• **Work to do**:
Output the data below in full, byte for byte. Nothing may differ.
***
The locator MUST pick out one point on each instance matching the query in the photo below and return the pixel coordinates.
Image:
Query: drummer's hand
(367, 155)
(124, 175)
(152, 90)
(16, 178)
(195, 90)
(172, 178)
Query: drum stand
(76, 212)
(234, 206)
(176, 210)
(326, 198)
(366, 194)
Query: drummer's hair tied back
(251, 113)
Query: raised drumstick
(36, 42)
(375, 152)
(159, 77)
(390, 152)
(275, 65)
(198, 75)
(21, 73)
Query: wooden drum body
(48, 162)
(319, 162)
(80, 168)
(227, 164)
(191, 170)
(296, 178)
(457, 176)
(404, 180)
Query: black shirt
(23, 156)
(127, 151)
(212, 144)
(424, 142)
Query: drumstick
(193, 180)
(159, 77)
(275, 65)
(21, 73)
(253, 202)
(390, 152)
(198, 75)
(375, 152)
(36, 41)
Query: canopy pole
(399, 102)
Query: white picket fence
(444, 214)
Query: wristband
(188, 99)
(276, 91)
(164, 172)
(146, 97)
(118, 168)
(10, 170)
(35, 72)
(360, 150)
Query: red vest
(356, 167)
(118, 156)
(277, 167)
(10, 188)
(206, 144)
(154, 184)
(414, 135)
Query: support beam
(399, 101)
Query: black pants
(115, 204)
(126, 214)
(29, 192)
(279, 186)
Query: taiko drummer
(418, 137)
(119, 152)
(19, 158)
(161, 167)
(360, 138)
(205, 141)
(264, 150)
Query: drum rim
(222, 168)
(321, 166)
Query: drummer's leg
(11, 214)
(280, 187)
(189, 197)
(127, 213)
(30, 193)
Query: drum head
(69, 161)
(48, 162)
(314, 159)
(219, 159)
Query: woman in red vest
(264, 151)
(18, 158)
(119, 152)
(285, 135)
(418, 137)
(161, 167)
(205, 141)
***
• **Output below**:
The locator MUST pick out one point on each instance matching the query in the photo below and return the pixel coordinates.
Image:
Query: drummer's hand
(367, 155)
(124, 175)
(152, 90)
(16, 178)
(195, 90)
(172, 178)
Query: drum stand
(76, 212)
(234, 206)
(176, 210)
(326, 198)
(366, 194)
Query: drummer's hair tied back
(251, 113)
Query: raised drumstick
(36, 42)
(375, 152)
(159, 77)
(390, 152)
(275, 65)
(198, 75)
(21, 73)
Query: wooden drum body
(48, 162)
(319, 162)
(80, 168)
(227, 164)
(191, 170)
(296, 178)
(457, 176)
(404, 180)
Query: black shirt
(23, 156)
(127, 151)
(212, 144)
(424, 142)
Query: drumstick
(193, 180)
(159, 77)
(275, 65)
(21, 73)
(253, 202)
(390, 152)
(198, 75)
(375, 152)
(36, 41)
Query: canopy pole
(399, 102)
Query: white picket fence
(444, 214)
Query: wristband
(188, 99)
(276, 91)
(164, 172)
(146, 97)
(118, 168)
(10, 170)
(35, 72)
(360, 150)
Query: red vest
(356, 167)
(118, 156)
(277, 167)
(10, 188)
(206, 144)
(154, 184)
(414, 135)
Query: support beam
(399, 101)
Query: black pants
(115, 204)
(126, 214)
(29, 192)
(279, 186)
Query: taiko drummer
(418, 137)
(119, 152)
(19, 158)
(161, 167)
(360, 138)
(205, 141)
(264, 150)
Query: drum rim
(222, 168)
(321, 166)
Query: drummer's leg
(11, 214)
(280, 187)
(189, 197)
(127, 213)
(30, 193)
Query: drum head
(69, 161)
(48, 162)
(314, 159)
(219, 159)
Query: woman in red vest
(264, 151)
(18, 158)
(119, 152)
(285, 135)
(418, 137)
(161, 167)
(205, 141)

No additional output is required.